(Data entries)
• • • • • • •
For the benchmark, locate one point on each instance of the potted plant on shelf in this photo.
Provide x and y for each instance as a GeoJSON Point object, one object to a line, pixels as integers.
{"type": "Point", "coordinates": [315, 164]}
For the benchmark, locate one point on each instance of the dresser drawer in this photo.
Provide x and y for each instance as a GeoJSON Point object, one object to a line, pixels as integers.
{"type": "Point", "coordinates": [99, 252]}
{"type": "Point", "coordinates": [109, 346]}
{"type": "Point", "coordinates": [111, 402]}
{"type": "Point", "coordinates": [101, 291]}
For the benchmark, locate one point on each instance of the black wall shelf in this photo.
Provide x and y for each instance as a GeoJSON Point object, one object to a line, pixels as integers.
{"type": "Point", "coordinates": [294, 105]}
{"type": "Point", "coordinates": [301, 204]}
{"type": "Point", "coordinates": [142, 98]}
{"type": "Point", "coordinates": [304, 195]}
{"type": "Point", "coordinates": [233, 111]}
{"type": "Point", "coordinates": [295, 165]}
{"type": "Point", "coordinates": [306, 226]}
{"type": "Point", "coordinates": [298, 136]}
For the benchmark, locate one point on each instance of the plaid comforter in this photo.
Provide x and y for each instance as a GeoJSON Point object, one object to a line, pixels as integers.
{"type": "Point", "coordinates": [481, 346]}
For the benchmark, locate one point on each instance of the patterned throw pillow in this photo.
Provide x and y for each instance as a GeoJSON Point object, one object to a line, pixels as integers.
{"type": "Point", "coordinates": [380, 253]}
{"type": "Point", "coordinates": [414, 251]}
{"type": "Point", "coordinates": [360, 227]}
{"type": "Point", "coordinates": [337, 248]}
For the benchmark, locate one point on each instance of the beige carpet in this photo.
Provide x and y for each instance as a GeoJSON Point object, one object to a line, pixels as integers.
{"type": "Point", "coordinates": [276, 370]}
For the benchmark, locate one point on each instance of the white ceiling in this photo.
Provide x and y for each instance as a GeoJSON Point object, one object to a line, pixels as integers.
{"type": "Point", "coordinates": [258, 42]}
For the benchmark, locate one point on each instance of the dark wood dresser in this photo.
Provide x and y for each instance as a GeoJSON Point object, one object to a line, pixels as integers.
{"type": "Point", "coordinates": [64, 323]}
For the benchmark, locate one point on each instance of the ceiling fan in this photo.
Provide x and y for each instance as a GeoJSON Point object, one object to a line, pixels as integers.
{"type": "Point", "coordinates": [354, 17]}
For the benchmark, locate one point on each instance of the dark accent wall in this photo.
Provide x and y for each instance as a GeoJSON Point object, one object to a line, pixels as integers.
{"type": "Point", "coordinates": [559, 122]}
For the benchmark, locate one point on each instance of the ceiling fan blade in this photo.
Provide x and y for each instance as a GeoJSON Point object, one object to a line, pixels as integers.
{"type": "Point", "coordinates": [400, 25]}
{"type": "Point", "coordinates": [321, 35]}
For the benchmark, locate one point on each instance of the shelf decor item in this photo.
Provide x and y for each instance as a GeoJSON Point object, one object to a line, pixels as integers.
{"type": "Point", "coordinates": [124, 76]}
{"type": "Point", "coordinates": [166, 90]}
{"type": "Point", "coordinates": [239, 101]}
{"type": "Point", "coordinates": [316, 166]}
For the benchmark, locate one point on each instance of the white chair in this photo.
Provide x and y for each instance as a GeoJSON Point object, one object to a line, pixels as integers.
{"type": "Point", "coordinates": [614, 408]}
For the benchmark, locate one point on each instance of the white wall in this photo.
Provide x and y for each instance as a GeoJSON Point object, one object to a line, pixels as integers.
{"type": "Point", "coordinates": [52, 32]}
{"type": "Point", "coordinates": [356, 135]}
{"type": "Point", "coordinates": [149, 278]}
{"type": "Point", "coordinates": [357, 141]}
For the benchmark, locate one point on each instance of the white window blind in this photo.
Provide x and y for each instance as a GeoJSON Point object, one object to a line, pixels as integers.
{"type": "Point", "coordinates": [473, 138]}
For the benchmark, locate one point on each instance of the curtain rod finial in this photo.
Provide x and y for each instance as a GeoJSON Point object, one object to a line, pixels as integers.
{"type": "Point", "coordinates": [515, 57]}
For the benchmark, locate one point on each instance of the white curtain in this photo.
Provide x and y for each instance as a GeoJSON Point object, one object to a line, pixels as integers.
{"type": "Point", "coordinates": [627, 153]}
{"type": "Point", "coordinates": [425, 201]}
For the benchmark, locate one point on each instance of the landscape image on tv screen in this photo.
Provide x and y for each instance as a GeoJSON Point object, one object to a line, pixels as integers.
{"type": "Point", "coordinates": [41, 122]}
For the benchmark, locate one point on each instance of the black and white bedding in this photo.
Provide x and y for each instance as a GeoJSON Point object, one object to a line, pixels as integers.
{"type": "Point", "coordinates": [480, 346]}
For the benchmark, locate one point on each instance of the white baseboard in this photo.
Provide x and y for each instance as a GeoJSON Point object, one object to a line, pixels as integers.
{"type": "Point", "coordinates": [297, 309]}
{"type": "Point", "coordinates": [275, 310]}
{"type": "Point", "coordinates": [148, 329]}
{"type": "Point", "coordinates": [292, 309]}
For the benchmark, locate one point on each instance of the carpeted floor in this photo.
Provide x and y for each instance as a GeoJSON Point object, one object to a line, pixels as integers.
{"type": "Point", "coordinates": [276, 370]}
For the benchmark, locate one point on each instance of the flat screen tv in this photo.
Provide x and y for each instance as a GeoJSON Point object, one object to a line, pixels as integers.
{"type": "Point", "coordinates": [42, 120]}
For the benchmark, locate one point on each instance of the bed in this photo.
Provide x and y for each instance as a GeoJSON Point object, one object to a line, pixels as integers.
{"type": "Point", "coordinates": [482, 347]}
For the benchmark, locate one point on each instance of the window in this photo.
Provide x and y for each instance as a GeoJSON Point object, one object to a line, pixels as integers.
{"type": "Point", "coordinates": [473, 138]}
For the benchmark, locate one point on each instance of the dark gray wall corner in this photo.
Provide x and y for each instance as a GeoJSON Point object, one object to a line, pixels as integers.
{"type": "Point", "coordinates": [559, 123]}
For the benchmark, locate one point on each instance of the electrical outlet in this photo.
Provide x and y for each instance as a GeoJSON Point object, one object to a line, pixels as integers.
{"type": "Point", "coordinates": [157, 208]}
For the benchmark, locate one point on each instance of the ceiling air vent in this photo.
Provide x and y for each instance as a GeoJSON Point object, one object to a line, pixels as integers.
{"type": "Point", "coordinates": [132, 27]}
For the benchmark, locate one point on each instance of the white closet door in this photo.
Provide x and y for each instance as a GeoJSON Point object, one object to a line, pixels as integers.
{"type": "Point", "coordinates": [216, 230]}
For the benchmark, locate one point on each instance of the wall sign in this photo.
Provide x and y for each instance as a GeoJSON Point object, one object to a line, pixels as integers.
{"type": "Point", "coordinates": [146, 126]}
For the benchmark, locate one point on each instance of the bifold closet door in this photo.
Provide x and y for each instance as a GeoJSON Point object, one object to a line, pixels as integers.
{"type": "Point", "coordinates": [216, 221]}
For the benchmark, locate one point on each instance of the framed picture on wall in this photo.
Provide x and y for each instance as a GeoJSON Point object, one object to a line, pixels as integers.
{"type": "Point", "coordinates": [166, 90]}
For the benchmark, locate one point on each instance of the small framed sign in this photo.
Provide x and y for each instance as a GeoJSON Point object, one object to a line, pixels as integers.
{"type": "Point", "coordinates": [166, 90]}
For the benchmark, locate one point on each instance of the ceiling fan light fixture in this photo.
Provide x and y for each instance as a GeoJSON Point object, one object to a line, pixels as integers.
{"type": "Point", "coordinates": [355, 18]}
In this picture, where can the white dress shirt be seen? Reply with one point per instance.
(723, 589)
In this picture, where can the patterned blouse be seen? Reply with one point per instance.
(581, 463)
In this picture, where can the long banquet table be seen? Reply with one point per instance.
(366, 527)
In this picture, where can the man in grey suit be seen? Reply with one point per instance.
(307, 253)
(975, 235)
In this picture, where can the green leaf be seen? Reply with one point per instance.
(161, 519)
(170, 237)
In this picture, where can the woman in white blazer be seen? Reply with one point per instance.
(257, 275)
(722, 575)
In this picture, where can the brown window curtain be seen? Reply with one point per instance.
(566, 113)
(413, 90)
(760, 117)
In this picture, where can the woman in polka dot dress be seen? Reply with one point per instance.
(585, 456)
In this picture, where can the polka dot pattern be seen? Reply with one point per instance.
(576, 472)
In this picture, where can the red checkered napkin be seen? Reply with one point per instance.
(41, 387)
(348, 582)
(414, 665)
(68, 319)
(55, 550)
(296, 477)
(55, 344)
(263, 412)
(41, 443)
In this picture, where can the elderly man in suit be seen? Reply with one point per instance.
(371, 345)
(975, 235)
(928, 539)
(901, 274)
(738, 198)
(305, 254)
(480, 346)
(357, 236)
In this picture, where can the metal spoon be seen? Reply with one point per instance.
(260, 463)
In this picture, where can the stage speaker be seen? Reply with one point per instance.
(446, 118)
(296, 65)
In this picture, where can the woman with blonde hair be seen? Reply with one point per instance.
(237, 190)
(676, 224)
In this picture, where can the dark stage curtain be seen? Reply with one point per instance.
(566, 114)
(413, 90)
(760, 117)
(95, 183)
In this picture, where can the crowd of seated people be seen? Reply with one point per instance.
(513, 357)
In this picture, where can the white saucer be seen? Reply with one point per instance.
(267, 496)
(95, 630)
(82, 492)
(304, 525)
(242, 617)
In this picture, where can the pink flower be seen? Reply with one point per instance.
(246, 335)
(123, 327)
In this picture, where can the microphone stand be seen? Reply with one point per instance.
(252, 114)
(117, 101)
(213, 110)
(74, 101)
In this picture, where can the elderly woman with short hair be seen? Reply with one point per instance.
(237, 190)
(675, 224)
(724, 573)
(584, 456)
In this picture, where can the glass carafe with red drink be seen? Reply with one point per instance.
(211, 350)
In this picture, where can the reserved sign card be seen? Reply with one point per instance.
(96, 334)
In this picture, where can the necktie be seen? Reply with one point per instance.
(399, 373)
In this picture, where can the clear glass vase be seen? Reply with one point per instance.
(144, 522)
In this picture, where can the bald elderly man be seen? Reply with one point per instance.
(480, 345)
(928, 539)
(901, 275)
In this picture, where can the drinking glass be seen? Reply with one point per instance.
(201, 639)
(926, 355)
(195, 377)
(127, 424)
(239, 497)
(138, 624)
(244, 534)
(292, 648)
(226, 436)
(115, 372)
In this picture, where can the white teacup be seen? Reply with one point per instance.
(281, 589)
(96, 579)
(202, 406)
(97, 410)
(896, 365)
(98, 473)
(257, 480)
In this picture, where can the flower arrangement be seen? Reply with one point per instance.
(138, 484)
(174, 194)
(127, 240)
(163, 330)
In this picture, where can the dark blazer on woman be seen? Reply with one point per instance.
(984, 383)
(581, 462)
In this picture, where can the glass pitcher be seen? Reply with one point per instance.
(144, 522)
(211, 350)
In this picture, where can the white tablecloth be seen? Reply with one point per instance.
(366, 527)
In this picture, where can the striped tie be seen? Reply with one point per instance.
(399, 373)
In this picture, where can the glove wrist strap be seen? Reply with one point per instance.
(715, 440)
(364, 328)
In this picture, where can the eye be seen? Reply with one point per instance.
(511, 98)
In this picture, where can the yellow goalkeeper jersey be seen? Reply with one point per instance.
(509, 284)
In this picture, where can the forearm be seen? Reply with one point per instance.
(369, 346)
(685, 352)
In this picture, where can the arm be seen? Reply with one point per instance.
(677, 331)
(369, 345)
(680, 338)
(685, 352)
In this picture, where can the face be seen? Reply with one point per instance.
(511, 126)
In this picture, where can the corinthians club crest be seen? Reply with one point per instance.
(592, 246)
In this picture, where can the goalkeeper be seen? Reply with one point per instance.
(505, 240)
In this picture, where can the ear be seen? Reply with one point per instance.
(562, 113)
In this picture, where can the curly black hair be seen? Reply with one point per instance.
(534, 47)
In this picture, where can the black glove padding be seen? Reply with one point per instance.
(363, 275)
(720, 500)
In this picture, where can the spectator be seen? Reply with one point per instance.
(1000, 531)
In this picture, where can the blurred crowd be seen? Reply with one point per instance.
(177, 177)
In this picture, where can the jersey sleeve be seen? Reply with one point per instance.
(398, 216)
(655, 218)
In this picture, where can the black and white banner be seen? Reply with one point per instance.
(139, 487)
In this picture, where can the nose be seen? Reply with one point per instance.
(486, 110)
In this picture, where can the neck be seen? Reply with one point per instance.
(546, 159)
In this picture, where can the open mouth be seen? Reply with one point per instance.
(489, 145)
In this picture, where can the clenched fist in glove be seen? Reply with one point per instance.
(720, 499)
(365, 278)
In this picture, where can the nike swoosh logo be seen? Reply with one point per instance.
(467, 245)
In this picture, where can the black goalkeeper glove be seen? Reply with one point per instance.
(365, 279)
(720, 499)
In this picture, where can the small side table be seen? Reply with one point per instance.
• • • • • • •
Your goal | Reproduce everything from the line containing "In this picture, where can the nike" down to the end of the records, swapping "be seen" for "be found" and leaving all else unchanged.

Exercise output |
In this picture, where can the nike swoosh logo be found? Reply with one point per instance.
(467, 245)
In this picture, where can the black goalkeeper glove be found? Reply with one point per instance.
(365, 279)
(720, 499)
In this picture, where can the small side table be found? Reply with one point per instance.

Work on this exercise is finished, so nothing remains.